- **WORK REQUIRED**: Count the lines in the records below that contain the word "every". Reply with the number alone.

- **ITEMS**:

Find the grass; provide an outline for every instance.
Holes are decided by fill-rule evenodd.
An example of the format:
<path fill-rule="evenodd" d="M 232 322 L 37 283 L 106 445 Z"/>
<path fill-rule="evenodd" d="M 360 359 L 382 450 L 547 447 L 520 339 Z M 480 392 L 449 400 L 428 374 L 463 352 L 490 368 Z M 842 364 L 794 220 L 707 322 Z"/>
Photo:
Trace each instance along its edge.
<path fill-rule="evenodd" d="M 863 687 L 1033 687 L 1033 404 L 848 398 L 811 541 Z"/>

---

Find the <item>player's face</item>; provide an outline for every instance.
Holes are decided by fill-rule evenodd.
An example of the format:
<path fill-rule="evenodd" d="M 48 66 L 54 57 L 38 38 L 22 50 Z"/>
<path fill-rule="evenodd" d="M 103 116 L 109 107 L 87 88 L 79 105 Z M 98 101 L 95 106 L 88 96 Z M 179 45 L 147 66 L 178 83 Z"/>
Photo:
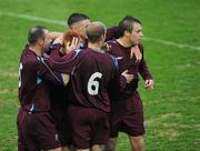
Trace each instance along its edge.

- **TASK RESULT**: 2